PROBLEM SET:
• 1. In the Paxton passage below, rewrite the paragraph beginning "Poor children were not always able" in fewer words, keeping its main facts.
• 2. Transcribe everything in the Paxton passage from "Poor children were" down to "still only twenty.".

TEXT BLOCK:
-- -- --

That ended when an Oncidium orchid pierced his soul and he was smitten for life. The careful reader will remember that this was what happened to Dean Hole, only in his case it was a rose. The duke was always a very dutiful steward of his great estates but he began to improve his gardens and devoted his life to creating lasting beauty.

His home in London lay next to the London Horticultural Society’s garden at Chiswick. He enjoyed wandering around that garden and asked the superintendent in 1826 if he could recommend a suitable young man to take charge of his grounds at Chatsworth in Derbyshire. The estate is near the town of Chesterfield in the foothills of the Peak Country. The superintendent recommended Joseph Paxton, still young and untried but clearly ready to take on larger responsibilities.

Chatsworth, Derbyshire

Poor children were not always able to spend much time at school in country villages but perhaps because Joseph was the youngest child he stayed in school long enough to learn to read and write proficiently. This gave him an edge when he applied to become a gardener at the society’s premises. There is a record of his entry in their literacy test. In it he also wrote that he was three years older than he actually was. By the time the duke took him on he was still only twenty.

Paxton left an accurate account of his first day at Chatsworth which is quoted very frequently but which is nonetheless worth repeating here for its great charm.

“I left London by the Comet Coach for Chesterfield and arrived at Chatsworth at half past four o’clock in the morning of the ninth of May, 1826. As no person was to be seen at that early hour, I got over the greenhouse gate by the old covered way, explored the pleasure grounds and looked round the outside of the house. I then went down to the kitchen gardens, scaled the outside wall and saw the whole place, set the men to work there at six o’clock; then returned to Chatsworth and got Thomas Weldon to play me the water works, and afterwards went to breakfast with poor dear Mrs Gregory and her niece. The latter fell in love with me and I with her and thus completed my first morning’s work at Chatsworth before nine o’clock”.

-- -- --

MATERIAL PROVIDED:
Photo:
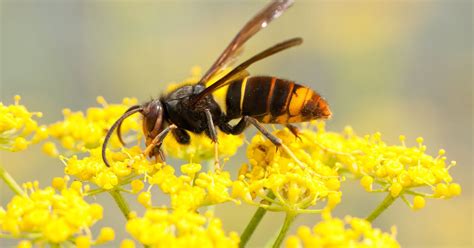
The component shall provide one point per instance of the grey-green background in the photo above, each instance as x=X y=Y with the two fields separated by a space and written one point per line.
x=398 y=67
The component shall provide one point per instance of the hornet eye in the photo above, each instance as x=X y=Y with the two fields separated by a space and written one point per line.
x=152 y=118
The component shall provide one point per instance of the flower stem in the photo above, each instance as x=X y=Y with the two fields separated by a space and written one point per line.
x=381 y=207
x=11 y=182
x=289 y=218
x=253 y=223
x=123 y=205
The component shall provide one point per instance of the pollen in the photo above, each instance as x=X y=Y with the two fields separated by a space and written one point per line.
x=333 y=232
x=55 y=214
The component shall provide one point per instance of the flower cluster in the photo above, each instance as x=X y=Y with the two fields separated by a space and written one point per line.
x=293 y=176
x=125 y=165
x=55 y=214
x=302 y=176
x=18 y=129
x=201 y=148
x=397 y=169
x=334 y=232
x=160 y=228
x=191 y=190
x=81 y=131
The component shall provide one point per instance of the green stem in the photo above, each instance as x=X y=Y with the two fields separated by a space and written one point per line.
x=289 y=218
x=381 y=207
x=11 y=182
x=253 y=223
x=123 y=205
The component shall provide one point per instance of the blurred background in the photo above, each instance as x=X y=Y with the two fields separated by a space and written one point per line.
x=398 y=67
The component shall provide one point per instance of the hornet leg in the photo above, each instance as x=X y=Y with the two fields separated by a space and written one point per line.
x=212 y=133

-- -- --

RESPONSES TO THE TASKS:
• 1. Unlike many poor village children, Joseph, the youngest child, stayed in school long enough to read and write well. That gave him an edge when he applied to be a gardener at the society's premises. A record survives of his entry in their literacy test, in which he also claimed to be three years older than he was. When the duke took him on, he was still only twenty.

• 2.
Poor children were not always able to spend much time at school in country villages but perhaps because Joseph was the youngest child he stayed in school long enough to learn to read and write proficiently. This gave him an edge when he applied to become a gardener at the society’s premises. There is a record of his entry in their literacy test. In it he also wrote that he was three years older than he actually was. By the time the duke took him on he was still only twenty.